Dr. Bonnie J. Dunbar, TEES Eminent Professor in the Department of Aerospace Engineering at Texas A&M University, will be honored with the joint George R. Stibitz Computer & Communications Pioneer and the Edward O. Wilson Biodiversity Technology Pioneer awards by the American Computer & Robotics Museum.

The George R. Stibitz Computer & Communications Pioneer Award honors individuals who have made significant contributions to the fields of computing and communications. The Edward O. Wilson Biodiversity Technology Pioneer Award honors individuals who have made significant contributions to the preservation of biodiversity on Earth.

Dunbar, the director of the Texas A&M Engineering Experiment Station (TEES) Institute for Engineering Education and Innovation and the Aerospace Human Systems Laboratory, is being honored for her exemplary leadership, mentorship and promotion of STEM education. She will receive the award on Sept. 21 at Montana State University.

The American Computer & Robotics Museum is the world’s oldest continually operating museum dedicated to the history of computing and communication. Its exhibits and collections span over 5,000 years of history of computing and communications.

Dunbar, engineer, educator and retired NASA astronaut, is a member of the prestigious National Academy of Engineering. Prior to coming to Texas A&M, she was at the University of Houston where she provided leadership in the development of a new integrated university science, technology, engineering and mathematics (STEM) center. She was an M.D. Anderson Professor of Mechanical Engineering, and she developed a new innovative course for the introduction of engineering to freshmen students. She also directed the Sasakawa International Center for Space Architecture graduate program. She has devoted her life to furthering engineering, engineering education, and the pursuit of human space exploration.

▶ **Your objective**
Reproduce the award announcement between "The George R." and "biodiversity on Earth.", inclusive, renaming "individuals" as "people". Rely on the award announcement alone.

(Named region outline data)

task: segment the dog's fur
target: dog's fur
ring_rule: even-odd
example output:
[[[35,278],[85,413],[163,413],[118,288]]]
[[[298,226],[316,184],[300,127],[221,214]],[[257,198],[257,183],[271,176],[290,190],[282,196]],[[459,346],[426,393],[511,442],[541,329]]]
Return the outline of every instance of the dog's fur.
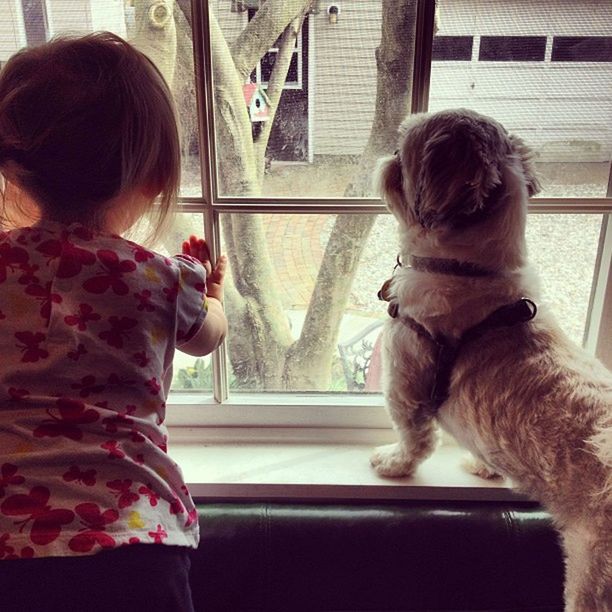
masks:
[[[372,465],[411,475],[434,450],[437,421],[474,454],[475,473],[503,475],[548,508],[566,554],[566,610],[612,610],[612,374],[539,301],[526,260],[527,201],[539,189],[527,147],[472,111],[416,115],[399,151],[381,160],[378,185],[403,261],[452,259],[494,274],[398,269],[383,372],[399,442],[377,449]],[[456,339],[521,297],[538,304],[536,317],[466,343],[448,400],[432,409],[434,347],[405,317]]]

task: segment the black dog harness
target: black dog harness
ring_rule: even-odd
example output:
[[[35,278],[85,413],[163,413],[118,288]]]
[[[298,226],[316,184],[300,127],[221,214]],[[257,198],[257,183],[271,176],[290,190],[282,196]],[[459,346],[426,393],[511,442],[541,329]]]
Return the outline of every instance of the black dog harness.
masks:
[[[399,261],[396,265],[401,266]],[[471,266],[471,264],[467,264]],[[413,267],[416,267],[413,265]],[[452,266],[451,266],[452,267]],[[469,268],[466,268],[459,272],[460,276],[485,276],[483,269],[475,271],[475,274],[468,272]],[[457,274],[457,271],[441,271],[443,274]],[[387,312],[389,316],[397,318],[399,315],[399,304],[393,299],[389,299],[388,288],[389,282],[386,281],[378,292],[378,298],[389,302]],[[457,339],[453,340],[443,334],[431,334],[423,325],[418,321],[415,321],[408,315],[402,315],[400,318],[410,329],[417,333],[421,338],[427,340],[434,347],[434,380],[429,394],[430,406],[432,410],[437,410],[447,399],[449,395],[450,379],[453,371],[455,362],[461,349],[468,344],[480,337],[482,337],[487,331],[493,329],[499,329],[502,327],[513,327],[520,323],[527,323],[531,321],[536,313],[537,306],[534,302],[527,298],[521,298],[511,304],[501,306],[497,310],[494,310],[490,315],[483,319],[480,323],[465,330],[463,334]]]

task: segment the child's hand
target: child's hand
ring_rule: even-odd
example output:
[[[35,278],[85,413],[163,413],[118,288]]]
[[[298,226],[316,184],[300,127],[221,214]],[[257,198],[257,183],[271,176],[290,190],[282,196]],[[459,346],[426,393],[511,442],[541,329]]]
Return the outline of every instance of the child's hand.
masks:
[[[205,240],[197,236],[189,236],[189,240],[183,242],[183,254],[191,255],[202,262],[206,268],[206,295],[222,300],[227,257],[221,255],[213,268],[208,245]]]

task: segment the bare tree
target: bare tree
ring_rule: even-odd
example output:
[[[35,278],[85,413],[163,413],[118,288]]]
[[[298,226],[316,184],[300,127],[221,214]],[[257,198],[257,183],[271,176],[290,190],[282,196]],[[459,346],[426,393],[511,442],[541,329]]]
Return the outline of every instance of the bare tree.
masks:
[[[141,0],[141,3],[155,4],[151,0]],[[190,19],[185,0],[177,3],[181,10],[177,17],[179,11],[175,9],[175,19]],[[138,0],[135,4],[139,4]],[[270,129],[281,100],[292,49],[310,6],[311,0],[267,0],[231,45],[211,14],[217,170],[219,187],[225,195],[261,194]],[[146,16],[150,11],[139,14]],[[376,159],[395,147],[397,128],[409,109],[415,21],[415,0],[383,0],[381,43],[376,51],[374,120],[355,178],[346,189],[348,197],[370,195]],[[189,30],[179,28],[175,45],[179,49],[189,48],[181,42],[181,37],[189,35]],[[257,136],[253,136],[242,84],[279,37],[279,53],[267,90],[271,117]],[[164,40],[170,41],[170,37]],[[184,64],[181,55],[178,53],[177,58]],[[152,59],[157,58],[152,54]],[[265,241],[262,217],[258,214],[224,217],[223,233],[233,281],[228,283],[226,298],[232,332],[229,353],[239,385],[289,390],[329,387],[338,329],[374,220],[374,215],[338,215],[304,326],[299,338],[294,340]]]

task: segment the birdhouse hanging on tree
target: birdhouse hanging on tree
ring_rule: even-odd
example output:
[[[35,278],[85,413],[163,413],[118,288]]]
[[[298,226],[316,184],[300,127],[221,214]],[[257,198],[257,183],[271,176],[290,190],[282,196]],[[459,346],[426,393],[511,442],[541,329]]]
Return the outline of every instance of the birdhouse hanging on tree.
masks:
[[[270,116],[270,98],[259,83],[247,83],[243,92],[251,122],[267,121]]]

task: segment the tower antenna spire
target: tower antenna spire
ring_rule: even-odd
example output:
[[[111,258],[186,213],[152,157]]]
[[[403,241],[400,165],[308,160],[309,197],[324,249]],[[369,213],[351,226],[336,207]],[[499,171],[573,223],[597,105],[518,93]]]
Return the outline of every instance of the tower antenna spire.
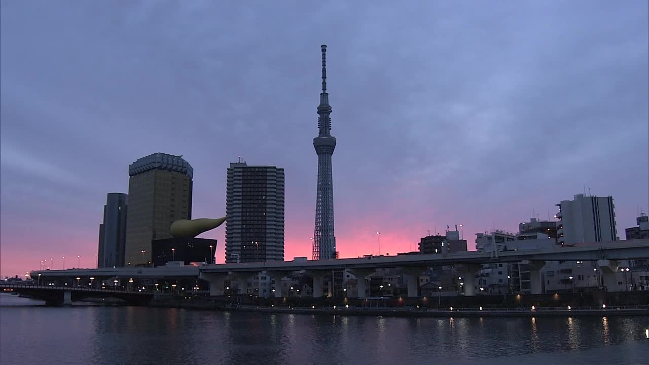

▶ **Answer in full**
The George R. Stibitz Computer & Communications Pioneer Award honors people who have made significant contributions to the fields of computing and communications. The Edward O. Wilson Biodiversity Technology Pioneer Award honors people who have made significant contributions to the preservation of biodiversity on Earth.